■ Records provided:
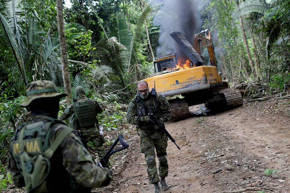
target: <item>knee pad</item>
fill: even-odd
[[[152,166],[156,165],[156,162],[155,161],[155,159],[152,155],[148,156],[146,161],[147,163],[147,165],[148,166]]]
[[[161,166],[165,166],[167,165],[167,160],[165,156],[162,156],[159,159],[159,163]]]

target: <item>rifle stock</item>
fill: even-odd
[[[114,148],[116,146],[118,142],[120,142],[120,143],[122,145],[122,147],[119,148],[117,149],[114,150]],[[99,166],[100,165],[103,167],[105,167],[106,166],[106,163],[109,160],[109,159],[110,158],[111,155],[114,153],[121,151],[122,149],[124,149],[127,148],[129,147],[129,144],[124,139],[122,134],[119,134],[118,135],[118,137],[114,144],[112,145],[110,148],[110,149],[108,151],[106,155],[103,158],[101,159],[100,162],[99,162],[98,165]]]
[[[161,124],[161,123],[160,122],[158,119],[157,119],[157,118],[156,117],[156,116],[155,116],[154,114],[152,113],[151,110],[146,106],[146,105],[143,103],[143,101],[142,101],[140,98],[136,102],[138,103],[138,102],[140,101],[141,102],[141,103],[142,103],[142,104],[138,103],[139,105],[142,106],[143,107],[144,107],[145,109],[149,112],[148,113],[148,115],[150,116],[150,118],[152,119],[156,123],[157,123],[157,126],[160,128],[162,131],[165,134],[166,136],[167,136],[169,139],[171,140],[173,142],[175,145],[176,145],[176,147],[178,148],[178,149],[180,149],[180,148],[178,147],[178,146],[177,145],[177,144],[176,144],[176,143],[175,143],[175,140],[172,137],[172,136],[168,133],[168,131],[167,131],[166,129],[165,129],[165,128],[163,126],[163,125],[162,125],[162,124]]]

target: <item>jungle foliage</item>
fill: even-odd
[[[152,1],[158,2],[71,0],[71,7],[65,5],[72,95],[74,88],[81,85],[89,97],[105,106],[127,102],[132,98],[136,81],[154,71],[147,32],[154,55],[158,56],[156,50],[162,29],[154,25],[154,16],[171,1]],[[248,89],[246,93],[252,97],[287,91],[290,80],[289,0],[192,1],[200,11],[199,28],[192,33],[211,30],[223,79],[244,84],[240,88]],[[9,137],[29,115],[17,105],[25,98],[25,85],[33,80],[49,80],[59,91],[63,90],[56,6],[53,0],[0,0],[2,152],[7,152]],[[240,16],[254,61],[256,79],[242,37]],[[255,83],[264,85],[264,89],[253,91]],[[250,83],[254,86],[248,86]],[[66,105],[61,104],[60,112]],[[113,128],[118,122],[114,120],[122,122],[124,116],[104,117],[104,127]],[[4,163],[7,154],[1,155]]]

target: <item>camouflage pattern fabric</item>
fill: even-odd
[[[20,104],[22,107],[27,106],[34,100],[40,98],[58,97],[60,98],[67,95],[57,91],[52,82],[41,80],[31,82],[26,86],[26,100]]]
[[[136,95],[134,97],[134,98],[129,103],[129,108],[127,111],[127,118],[129,123],[136,125],[138,128],[142,129],[142,128],[140,128],[140,127],[141,127],[144,123],[143,118],[142,116],[138,116],[136,109],[138,105],[135,101],[139,97],[138,94]],[[171,118],[171,109],[169,103],[164,96],[157,93],[156,98],[159,106],[159,111],[156,113],[154,113],[154,111],[152,111],[152,112],[154,115],[159,117],[159,121],[161,123],[163,123],[168,121]],[[148,107],[151,106],[154,103],[153,97],[151,94],[149,95],[146,99],[142,99],[142,101]],[[154,125],[151,125],[151,126],[153,127]]]
[[[104,143],[104,137],[103,135],[100,135],[99,129],[97,127],[90,129],[83,128],[81,130],[82,138],[87,141],[92,141],[99,156],[99,160],[100,160],[105,156],[106,152],[103,145]]]
[[[167,177],[168,175],[168,165],[166,158],[167,147],[167,138],[162,131],[152,134],[142,132],[140,134],[140,152],[144,153],[145,156],[145,160],[147,163],[147,173],[150,184],[159,181],[156,166],[154,147],[159,160],[159,176]],[[150,156],[153,158],[152,160],[150,160]],[[161,160],[161,159],[162,159]],[[150,163],[153,163],[153,164],[150,164]]]
[[[153,123],[146,123],[145,116],[138,116],[136,109],[139,105],[136,101],[139,97],[136,95],[130,103],[127,112],[127,120],[131,124],[136,125],[136,128],[140,129],[140,151],[144,154],[147,164],[147,172],[150,184],[159,181],[157,171],[154,148],[156,150],[159,161],[159,176],[166,177],[168,174],[168,165],[166,156],[166,148],[167,138],[165,134]],[[171,116],[171,108],[168,102],[163,95],[156,94],[157,102],[159,108],[157,111],[152,112],[159,117],[161,123],[168,121]],[[151,95],[146,99],[142,99],[144,104],[151,110],[154,106],[153,97]],[[148,114],[146,112],[145,116]],[[148,133],[146,133],[149,131]]]
[[[78,96],[78,101],[87,100],[87,98],[85,95],[85,92],[83,88],[82,87],[78,87],[76,88],[76,93]],[[103,109],[97,102],[93,99],[91,99],[94,102],[94,106],[96,113],[101,113],[103,112]],[[65,110],[60,116],[60,119],[64,120],[69,117],[74,113],[75,109],[72,105],[70,105]],[[96,118],[96,125],[98,127],[98,121]],[[103,158],[105,152],[103,146],[104,143],[103,137],[100,135],[99,130],[98,127],[82,127],[76,128],[81,131],[82,133],[82,138],[87,141],[92,141],[96,148],[96,151],[99,155],[99,159]]]
[[[50,117],[43,115],[36,115],[30,117],[27,125],[41,121],[45,121]],[[49,145],[51,145],[60,132],[69,128],[59,123],[53,125],[49,133]],[[19,133],[17,133],[18,134]],[[17,137],[17,136],[16,136]],[[8,161],[11,179],[15,186],[20,187],[25,185],[21,169],[17,168],[17,157],[13,156],[12,150]],[[47,186],[50,192],[71,191],[73,185],[71,177],[77,183],[76,186],[92,188],[102,186],[103,183],[111,178],[110,170],[97,166],[92,158],[83,146],[79,138],[72,130],[60,144],[53,157],[49,159],[52,165],[50,172],[47,179]],[[37,189],[35,192],[38,192]]]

■ Problem description:
Gather every line of the items above that contains the word "target", treating uppercase and lowercase as different.

■ Task answer:
target: <item>knee pad</item>
target: <item>rifle stock</item>
target: <item>jungle foliage</item>
target: <item>camouflage pattern fabric</item>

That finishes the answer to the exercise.